═══ DATA SHOWN
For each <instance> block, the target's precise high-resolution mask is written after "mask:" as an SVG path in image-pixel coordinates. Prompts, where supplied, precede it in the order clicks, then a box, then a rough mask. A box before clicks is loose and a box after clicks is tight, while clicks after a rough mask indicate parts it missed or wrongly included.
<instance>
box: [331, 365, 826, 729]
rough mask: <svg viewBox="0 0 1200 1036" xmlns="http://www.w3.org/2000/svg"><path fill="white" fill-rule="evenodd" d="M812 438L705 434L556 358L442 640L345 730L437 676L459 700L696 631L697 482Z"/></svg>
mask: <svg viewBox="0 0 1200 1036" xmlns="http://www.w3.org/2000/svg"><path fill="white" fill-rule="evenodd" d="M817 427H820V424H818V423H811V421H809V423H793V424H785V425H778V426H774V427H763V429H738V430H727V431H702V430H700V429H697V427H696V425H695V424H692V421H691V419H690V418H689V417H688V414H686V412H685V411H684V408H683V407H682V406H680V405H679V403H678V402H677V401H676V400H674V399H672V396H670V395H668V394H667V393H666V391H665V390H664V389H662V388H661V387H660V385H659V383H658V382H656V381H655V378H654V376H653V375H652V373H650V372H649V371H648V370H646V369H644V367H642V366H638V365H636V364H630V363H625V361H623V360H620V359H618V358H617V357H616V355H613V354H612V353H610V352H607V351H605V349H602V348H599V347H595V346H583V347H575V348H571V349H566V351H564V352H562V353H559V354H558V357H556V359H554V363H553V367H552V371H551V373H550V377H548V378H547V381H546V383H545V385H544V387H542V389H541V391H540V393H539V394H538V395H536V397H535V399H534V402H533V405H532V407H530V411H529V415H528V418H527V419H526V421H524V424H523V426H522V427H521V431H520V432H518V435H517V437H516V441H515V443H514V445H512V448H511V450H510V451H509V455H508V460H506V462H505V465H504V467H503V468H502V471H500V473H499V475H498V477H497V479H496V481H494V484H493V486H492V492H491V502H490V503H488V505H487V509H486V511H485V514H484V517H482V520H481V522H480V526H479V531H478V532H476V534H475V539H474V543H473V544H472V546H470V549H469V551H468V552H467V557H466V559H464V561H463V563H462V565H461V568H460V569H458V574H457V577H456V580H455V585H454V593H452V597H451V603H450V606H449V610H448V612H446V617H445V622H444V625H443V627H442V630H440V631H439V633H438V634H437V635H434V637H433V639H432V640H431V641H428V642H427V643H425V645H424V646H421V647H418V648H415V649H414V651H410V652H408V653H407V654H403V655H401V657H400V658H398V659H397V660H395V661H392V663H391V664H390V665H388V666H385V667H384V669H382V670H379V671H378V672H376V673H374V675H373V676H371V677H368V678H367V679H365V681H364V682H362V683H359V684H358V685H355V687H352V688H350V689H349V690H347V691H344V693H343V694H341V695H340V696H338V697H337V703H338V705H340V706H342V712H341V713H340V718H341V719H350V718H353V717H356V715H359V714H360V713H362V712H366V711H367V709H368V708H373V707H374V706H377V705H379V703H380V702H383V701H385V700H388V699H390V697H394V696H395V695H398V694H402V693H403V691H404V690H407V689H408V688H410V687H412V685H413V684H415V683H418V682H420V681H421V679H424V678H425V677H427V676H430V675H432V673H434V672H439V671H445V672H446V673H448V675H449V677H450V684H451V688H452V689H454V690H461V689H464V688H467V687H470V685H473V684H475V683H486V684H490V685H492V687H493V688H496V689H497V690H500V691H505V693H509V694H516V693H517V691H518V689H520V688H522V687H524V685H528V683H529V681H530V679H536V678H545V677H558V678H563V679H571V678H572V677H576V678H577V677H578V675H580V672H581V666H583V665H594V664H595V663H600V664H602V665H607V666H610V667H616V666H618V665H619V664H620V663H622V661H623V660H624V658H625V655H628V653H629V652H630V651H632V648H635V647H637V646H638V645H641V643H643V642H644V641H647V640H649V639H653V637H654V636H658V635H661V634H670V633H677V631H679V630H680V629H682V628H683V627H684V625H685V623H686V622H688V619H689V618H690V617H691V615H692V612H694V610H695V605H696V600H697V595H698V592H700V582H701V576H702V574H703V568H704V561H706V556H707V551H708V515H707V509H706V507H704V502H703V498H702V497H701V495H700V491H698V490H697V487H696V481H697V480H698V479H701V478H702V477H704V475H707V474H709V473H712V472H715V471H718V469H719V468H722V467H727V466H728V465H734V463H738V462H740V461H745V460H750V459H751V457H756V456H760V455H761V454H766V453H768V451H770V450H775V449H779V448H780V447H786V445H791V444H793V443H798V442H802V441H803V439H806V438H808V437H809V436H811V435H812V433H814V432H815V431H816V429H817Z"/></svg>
══════
▶ [WHAT IS BEING ASKED] Retype all of the records above, word for word.

▶ [THE COMPLETED TASK]
For each <instance> block, the target's precise high-resolution mask is written after "mask:" as an SVG path in image-pixel coordinates. Prompts, where supplied, precede it in the order clicks, then a box, then a rough mask. A box before clicks is loose and a box after clicks is tight, while clicks after a rough mask indicate parts it missed or wrongly included.
<instance>
box: [331, 365, 826, 729]
rough mask: <svg viewBox="0 0 1200 1036" xmlns="http://www.w3.org/2000/svg"><path fill="white" fill-rule="evenodd" d="M812 438L705 434L556 358L442 640L345 730L437 676L459 700L696 631L697 482Z"/></svg>
mask: <svg viewBox="0 0 1200 1036" xmlns="http://www.w3.org/2000/svg"><path fill="white" fill-rule="evenodd" d="M817 427H820V424H818V423H811V421H809V423H793V424H785V425H778V426H774V427H763V429H738V430H727V431H702V430H700V429H697V427H696V425H695V424H692V421H691V419H690V418H689V417H688V414H686V412H685V411H684V408H683V407H682V406H680V405H679V403H678V402H677V401H676V400H674V399H672V396H670V395H668V394H667V393H666V391H665V390H664V389H662V388H661V387H660V385H659V383H658V382H656V381H655V378H654V376H653V375H652V373H650V372H649V371H648V370H646V369H644V367H642V366H638V365H636V364H630V363H625V361H623V360H620V359H618V358H617V357H616V355H613V354H612V353H610V352H607V351H605V349H602V348H599V347H595V346H583V347H575V348H571V349H566V351H564V352H562V353H559V354H558V357H556V359H554V363H553V367H552V371H551V373H550V377H548V378H547V381H546V383H545V385H544V387H542V389H541V391H540V393H539V394H538V395H536V397H535V399H534V402H533V405H532V407H530V411H529V415H528V418H527V419H526V421H524V424H523V426H522V427H521V431H520V432H518V435H517V437H516V441H515V443H514V445H512V448H511V450H510V451H509V455H508V460H506V462H505V465H504V467H503V468H502V471H500V473H499V475H498V477H497V479H496V481H494V484H493V486H492V492H491V502H490V503H488V505H487V509H486V511H485V514H484V517H482V520H481V522H480V526H479V531H478V532H476V534H475V539H474V543H473V544H472V546H470V549H469V551H468V552H467V557H466V559H464V561H463V563H462V565H461V568H460V569H458V574H457V577H456V580H455V585H454V593H452V597H451V603H450V606H449V610H448V612H446V617H445V622H444V625H443V627H442V630H440V631H439V633H438V634H437V635H434V637H433V639H432V640H431V641H428V642H427V643H425V645H424V646H421V647H418V648H415V649H414V651H410V652H408V653H407V654H403V655H401V657H400V658H398V659H397V660H395V661H392V663H391V664H390V665H388V666H385V667H384V669H382V670H379V671H378V672H376V673H374V675H373V676H371V677H368V678H367V679H365V681H364V682H362V683H359V684H358V685H355V687H352V688H350V689H349V690H347V691H344V693H343V694H341V695H340V696H338V697H337V703H338V705H340V706H342V712H341V713H340V718H341V719H350V718H353V717H356V715H359V714H360V713H362V712H366V711H367V709H368V708H373V707H374V706H377V705H379V703H380V702H383V701H385V700H388V699H390V697H394V696H395V695H398V694H402V693H403V691H404V690H407V689H408V688H410V687H412V685H413V684H415V683H418V682H420V681H421V679H424V678H425V677H427V676H430V675H432V673H434V672H439V671H445V672H446V673H448V675H449V677H450V684H451V688H452V689H454V690H461V689H464V688H467V687H470V685H473V684H475V683H486V684H490V685H492V687H493V688H496V689H497V690H500V691H505V693H509V694H516V693H517V691H518V689H520V688H522V687H524V685H528V683H529V681H530V679H536V678H545V677H558V678H563V679H571V678H572V677H576V678H577V677H578V675H580V672H581V666H583V665H594V664H595V663H600V664H602V665H607V666H610V667H616V666H618V665H619V664H620V663H622V661H623V660H624V658H625V655H628V653H629V652H630V651H632V648H635V647H637V646H638V645H641V643H643V642H644V641H647V640H649V639H653V637H654V636H658V635H661V634H670V633H677V631H679V630H680V629H682V628H683V627H684V625H685V623H686V622H688V619H689V618H690V617H691V615H692V612H694V610H695V605H696V600H697V595H698V592H700V582H701V576H702V574H703V568H704V561H706V556H707V551H708V515H707V509H706V507H704V502H703V498H702V497H701V495H700V491H698V490H697V487H696V481H697V480H698V479H701V478H702V477H704V475H707V474H709V473H712V472H715V471H718V469H719V468H722V467H727V466H728V465H734V463H738V462H740V461H745V460H750V459H751V457H756V456H760V455H761V454H766V453H768V451H770V450H775V449H779V448H780V447H786V445H791V444H793V443H798V442H802V441H803V439H806V438H808V437H809V436H811V435H812V433H814V432H815V431H816V429H817Z"/></svg>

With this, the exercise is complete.